:: Data

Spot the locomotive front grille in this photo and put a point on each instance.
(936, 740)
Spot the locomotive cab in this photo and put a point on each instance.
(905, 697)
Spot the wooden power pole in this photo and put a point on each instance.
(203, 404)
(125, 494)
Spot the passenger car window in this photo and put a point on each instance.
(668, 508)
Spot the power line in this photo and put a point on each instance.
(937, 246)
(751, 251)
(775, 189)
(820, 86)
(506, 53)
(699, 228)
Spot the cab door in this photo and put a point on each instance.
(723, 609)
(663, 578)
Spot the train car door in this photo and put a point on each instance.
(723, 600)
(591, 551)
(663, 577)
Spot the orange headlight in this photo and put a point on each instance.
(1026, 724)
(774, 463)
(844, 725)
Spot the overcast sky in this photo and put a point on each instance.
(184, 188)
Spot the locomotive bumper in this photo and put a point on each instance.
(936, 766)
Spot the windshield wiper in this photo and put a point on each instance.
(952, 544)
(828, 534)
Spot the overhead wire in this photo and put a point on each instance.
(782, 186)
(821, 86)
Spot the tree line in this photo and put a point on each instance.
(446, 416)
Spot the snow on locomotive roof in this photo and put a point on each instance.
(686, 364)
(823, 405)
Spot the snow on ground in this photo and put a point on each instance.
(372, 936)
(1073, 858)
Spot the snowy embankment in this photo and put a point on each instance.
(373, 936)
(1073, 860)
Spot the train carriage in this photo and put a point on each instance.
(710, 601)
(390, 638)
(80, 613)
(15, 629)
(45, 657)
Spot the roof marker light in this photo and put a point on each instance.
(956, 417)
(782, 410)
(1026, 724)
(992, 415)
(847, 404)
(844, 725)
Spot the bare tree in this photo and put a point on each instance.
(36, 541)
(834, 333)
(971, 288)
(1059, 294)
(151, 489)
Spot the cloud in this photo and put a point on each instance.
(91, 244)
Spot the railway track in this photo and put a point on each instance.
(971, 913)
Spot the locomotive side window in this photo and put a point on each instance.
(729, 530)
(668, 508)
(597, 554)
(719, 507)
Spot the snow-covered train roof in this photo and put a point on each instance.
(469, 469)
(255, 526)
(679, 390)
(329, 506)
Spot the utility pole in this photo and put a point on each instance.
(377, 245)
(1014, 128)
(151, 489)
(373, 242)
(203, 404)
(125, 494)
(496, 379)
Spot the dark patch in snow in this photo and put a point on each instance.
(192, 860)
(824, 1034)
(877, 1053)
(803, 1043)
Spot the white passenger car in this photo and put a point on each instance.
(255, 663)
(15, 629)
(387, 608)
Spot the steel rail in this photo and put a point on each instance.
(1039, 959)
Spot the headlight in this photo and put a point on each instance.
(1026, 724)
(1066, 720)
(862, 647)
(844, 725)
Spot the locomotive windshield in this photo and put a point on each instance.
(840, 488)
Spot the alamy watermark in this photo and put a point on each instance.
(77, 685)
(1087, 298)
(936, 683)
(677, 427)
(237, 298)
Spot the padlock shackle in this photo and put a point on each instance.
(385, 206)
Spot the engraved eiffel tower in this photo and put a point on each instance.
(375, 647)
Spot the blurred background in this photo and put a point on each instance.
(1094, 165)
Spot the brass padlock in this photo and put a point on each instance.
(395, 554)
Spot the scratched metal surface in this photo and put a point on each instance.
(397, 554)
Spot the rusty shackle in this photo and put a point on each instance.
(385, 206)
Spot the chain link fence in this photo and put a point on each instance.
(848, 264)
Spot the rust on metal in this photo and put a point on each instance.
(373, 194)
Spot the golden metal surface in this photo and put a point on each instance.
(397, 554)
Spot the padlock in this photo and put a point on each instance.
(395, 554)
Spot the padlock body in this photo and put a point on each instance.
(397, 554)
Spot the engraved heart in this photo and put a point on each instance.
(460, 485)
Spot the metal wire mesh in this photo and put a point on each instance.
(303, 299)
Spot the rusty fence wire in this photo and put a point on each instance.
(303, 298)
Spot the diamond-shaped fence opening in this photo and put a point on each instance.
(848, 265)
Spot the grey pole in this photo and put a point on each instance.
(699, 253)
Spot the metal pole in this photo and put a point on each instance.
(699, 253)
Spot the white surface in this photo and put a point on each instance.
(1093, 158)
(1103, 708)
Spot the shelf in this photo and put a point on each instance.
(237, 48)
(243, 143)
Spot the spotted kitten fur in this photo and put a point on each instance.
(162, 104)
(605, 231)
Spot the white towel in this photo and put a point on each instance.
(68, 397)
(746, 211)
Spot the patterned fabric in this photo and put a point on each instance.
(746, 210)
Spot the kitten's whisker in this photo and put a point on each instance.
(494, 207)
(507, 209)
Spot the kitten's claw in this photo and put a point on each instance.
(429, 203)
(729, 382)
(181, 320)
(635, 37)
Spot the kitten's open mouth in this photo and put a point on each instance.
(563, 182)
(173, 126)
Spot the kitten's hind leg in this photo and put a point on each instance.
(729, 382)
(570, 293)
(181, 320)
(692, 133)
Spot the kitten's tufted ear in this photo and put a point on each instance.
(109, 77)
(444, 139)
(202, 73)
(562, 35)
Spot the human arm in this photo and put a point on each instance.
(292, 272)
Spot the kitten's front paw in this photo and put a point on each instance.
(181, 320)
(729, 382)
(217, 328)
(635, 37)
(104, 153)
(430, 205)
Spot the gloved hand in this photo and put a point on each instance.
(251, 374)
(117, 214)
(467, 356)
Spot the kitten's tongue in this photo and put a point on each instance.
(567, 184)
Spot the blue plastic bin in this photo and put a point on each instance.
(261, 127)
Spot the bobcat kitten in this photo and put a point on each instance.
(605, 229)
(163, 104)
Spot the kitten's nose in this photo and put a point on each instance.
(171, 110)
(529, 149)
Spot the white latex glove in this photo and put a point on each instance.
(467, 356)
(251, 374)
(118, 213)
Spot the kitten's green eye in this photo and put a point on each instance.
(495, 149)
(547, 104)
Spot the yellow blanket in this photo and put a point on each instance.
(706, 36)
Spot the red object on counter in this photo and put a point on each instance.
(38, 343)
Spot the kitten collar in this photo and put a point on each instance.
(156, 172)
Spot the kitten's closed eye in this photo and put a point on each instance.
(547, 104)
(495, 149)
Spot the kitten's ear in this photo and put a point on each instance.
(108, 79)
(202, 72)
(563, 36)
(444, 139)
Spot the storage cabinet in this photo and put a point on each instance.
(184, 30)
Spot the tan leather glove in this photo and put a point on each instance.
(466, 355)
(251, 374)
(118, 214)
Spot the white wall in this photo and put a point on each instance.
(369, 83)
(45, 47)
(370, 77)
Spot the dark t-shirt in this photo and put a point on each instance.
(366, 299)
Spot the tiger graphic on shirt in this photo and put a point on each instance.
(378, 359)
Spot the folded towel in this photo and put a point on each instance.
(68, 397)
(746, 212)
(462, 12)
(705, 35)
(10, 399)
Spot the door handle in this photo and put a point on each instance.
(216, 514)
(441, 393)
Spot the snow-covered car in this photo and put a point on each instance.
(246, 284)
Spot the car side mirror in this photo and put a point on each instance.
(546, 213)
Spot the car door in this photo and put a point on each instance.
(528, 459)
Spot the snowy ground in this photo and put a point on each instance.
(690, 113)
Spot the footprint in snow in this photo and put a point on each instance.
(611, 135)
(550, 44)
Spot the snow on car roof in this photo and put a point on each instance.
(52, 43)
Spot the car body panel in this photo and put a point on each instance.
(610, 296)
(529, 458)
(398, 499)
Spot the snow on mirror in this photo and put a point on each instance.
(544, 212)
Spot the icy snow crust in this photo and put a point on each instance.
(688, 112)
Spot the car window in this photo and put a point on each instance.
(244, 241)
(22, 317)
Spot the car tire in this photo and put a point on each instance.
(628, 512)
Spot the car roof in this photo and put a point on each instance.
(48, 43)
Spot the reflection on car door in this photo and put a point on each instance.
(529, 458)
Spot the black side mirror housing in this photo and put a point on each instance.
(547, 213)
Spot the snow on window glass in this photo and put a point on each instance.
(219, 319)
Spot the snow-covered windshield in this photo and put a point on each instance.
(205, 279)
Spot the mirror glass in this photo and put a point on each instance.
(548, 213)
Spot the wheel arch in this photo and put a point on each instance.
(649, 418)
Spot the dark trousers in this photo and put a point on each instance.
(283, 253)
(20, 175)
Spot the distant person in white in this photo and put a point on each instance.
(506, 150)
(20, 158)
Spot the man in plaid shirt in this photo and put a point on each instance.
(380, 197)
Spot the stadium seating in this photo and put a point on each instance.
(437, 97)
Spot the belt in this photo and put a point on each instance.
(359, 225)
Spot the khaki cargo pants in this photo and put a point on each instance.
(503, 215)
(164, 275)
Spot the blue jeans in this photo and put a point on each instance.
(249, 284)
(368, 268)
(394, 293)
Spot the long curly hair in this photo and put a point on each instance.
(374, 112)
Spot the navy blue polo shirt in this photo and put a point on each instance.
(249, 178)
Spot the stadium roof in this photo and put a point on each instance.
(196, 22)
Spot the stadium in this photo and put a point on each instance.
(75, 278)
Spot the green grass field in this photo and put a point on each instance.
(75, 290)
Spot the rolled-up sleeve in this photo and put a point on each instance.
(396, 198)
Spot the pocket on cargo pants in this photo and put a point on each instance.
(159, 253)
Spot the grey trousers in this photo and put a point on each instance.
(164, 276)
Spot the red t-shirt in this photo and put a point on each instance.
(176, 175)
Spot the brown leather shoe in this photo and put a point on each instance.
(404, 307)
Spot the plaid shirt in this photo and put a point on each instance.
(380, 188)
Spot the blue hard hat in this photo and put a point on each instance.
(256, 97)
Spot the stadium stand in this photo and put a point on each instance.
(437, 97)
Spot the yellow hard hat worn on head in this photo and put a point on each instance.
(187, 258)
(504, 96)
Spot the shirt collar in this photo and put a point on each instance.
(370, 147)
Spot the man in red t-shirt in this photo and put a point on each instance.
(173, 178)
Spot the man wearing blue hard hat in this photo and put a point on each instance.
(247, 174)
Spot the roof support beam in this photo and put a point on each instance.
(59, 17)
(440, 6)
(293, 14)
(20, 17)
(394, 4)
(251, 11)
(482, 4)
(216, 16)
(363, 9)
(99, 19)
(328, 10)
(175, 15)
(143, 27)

::::

Goal. Please copy everything from the line containing "Spot the khaki" down to the last line of the data above, including both of those lines, with no changes.

Final result.
Spot the khaki cargo pants in this photo and put a point on each instance.
(503, 215)
(164, 275)
Spot the blue jeans in this photo and put a point on each instance.
(249, 284)
(368, 268)
(394, 293)
Spot the long curly hair in this photo and put a point on each instance.
(374, 112)
Spot the navy blue polo shirt in this photo and put a point on each instance.
(249, 178)
Spot the stadium roof in this photo and put a point on each instance.
(196, 22)
Spot the stadium in this photo and put a point on each instance.
(75, 278)
Spot the green grass field in this photo and put a point on each instance.
(75, 290)
Spot the rolled-up sleeve in this photo and put a point on each instance.
(396, 198)
Spot the pocket on cargo pants in this photo and put a point on each instance.
(159, 253)
Spot the grey trousers in this photo and put a point on each instance.
(164, 276)
Spot the red t-shirt in this photo and put a point on each instance.
(176, 175)
Spot the brown leather shoe in this photo and put a point on each instance.
(404, 307)
Spot the plaid shirt in this photo and put a point on each instance.
(380, 188)
Spot the blue hard hat in this photo and put a point on each instance.
(256, 97)
Spot the stadium stand in this photo and put a point on each instance.
(437, 97)
Spot the yellow hard hat worn on head in this photo and put a point on each instance.
(187, 258)
(504, 96)
Spot the shirt collar in this photo and put a point on each instance.
(370, 147)
Spot the man in red t-shirt in this photo and put a point on each instance.
(173, 178)
Spot the man wearing blue hard hat in this photo and put a point on each instance.
(247, 174)
Spot the roof support beam in this photo and put a point on each instance.
(59, 17)
(440, 6)
(293, 14)
(20, 17)
(394, 4)
(251, 11)
(482, 4)
(216, 16)
(363, 9)
(99, 19)
(328, 10)
(175, 15)
(143, 27)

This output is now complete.